- [Task prompt]
Take the line that contains "Task: the component shall indicate the blue tank" and each line after it in the material below, and transcribe them exactly, stopping at the end.

- [Input]
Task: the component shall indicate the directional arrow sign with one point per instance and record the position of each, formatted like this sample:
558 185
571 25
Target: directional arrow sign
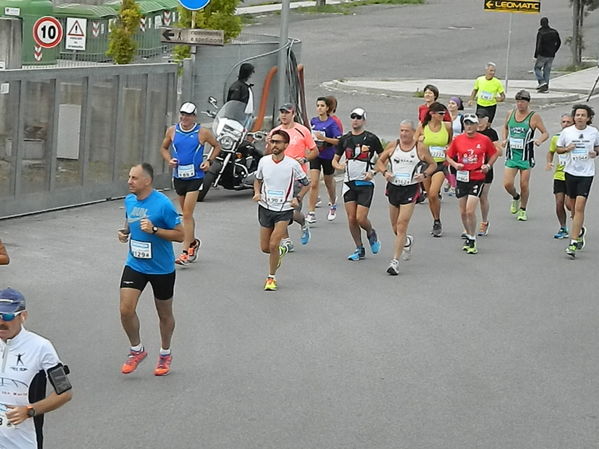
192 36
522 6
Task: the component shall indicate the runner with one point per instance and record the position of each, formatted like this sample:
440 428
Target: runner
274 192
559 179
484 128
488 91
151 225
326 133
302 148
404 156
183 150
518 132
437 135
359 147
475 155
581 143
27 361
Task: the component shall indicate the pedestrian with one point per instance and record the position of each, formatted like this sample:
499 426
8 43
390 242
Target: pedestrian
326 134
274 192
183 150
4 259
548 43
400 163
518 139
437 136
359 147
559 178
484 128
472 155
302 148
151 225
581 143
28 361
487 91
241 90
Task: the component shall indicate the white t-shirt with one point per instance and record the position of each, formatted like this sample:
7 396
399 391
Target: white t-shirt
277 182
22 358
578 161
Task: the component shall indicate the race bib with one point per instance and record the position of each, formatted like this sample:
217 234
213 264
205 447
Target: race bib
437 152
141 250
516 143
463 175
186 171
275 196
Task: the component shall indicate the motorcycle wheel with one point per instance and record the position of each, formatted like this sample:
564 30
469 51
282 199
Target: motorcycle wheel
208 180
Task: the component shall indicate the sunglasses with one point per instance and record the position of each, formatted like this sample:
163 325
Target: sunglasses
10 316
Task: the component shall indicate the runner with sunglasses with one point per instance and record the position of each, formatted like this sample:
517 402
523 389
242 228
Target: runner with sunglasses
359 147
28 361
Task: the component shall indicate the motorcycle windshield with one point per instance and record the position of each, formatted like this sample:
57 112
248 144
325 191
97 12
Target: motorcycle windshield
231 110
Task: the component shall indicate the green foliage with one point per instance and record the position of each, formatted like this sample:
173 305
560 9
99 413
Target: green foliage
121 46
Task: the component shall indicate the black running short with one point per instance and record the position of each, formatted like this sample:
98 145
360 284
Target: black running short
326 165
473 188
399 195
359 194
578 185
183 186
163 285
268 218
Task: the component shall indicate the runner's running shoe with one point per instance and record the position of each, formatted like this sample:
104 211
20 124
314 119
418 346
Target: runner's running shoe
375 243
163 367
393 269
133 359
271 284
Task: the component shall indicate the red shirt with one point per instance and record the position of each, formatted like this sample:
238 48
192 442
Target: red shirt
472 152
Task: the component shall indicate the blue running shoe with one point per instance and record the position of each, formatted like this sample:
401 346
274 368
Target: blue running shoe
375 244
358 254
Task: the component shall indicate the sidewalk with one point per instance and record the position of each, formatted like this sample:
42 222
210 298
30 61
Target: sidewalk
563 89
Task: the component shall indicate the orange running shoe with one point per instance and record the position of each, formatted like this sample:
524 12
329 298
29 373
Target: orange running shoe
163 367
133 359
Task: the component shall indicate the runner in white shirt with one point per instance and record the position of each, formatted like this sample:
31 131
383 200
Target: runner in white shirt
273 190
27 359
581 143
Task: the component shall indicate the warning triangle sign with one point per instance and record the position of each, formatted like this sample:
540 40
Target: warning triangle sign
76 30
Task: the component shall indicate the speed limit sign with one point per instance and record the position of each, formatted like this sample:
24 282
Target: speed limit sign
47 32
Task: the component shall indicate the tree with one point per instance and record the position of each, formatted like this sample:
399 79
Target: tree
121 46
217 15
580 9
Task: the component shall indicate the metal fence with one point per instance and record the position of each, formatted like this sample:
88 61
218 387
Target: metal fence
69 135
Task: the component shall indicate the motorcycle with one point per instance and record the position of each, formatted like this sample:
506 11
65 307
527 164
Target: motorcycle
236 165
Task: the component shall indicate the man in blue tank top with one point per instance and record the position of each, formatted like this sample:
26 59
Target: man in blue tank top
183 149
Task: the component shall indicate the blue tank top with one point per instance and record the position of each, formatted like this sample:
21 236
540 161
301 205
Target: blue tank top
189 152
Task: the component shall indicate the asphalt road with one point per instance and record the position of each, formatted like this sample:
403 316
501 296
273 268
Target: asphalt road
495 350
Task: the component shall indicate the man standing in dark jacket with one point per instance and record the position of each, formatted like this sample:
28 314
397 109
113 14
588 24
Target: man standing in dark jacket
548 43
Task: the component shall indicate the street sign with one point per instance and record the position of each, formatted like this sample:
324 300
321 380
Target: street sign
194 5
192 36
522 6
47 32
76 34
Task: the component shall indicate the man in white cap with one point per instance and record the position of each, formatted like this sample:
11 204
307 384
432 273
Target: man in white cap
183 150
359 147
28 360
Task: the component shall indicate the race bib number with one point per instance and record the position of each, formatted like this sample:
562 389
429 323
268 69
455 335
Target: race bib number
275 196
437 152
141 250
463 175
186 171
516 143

- [Answer in full]
Task: the component shall indicate the blue tank top with one point per instance and record the position of each, formatted like this sample:
21 236
540 161
301 205
Target: blue tank top
189 152
Task: the component shall indicate the asphalt road with one point per instance and record the position of each, formatted like this sample:
403 316
501 296
273 268
Target: asphalt road
495 350
Task: the component shall indicate the man standing in dark jacket with one point per instance and record the position of each, formatted like this sample:
28 314
397 109
113 14
588 24
Target: man standing in dark jacket
548 43
Task: the component shall indicate the street sign with one point per instance and record the position of each, formatted like this sample:
324 300
321 380
Target: street sign
194 5
192 36
522 6
47 32
76 34
Task: the component shall indicate the man in white cap with one point per instance and record the position of each, formatted like this sample:
11 204
307 384
432 273
Target: man in white cap
183 150
359 147
28 360
Task: the component shall indicate the race bib number with one point per instance and record the position of each, formatted like this sample:
562 389
429 323
268 69
455 335
Target: race bib number
275 196
437 152
141 250
463 175
186 171
516 143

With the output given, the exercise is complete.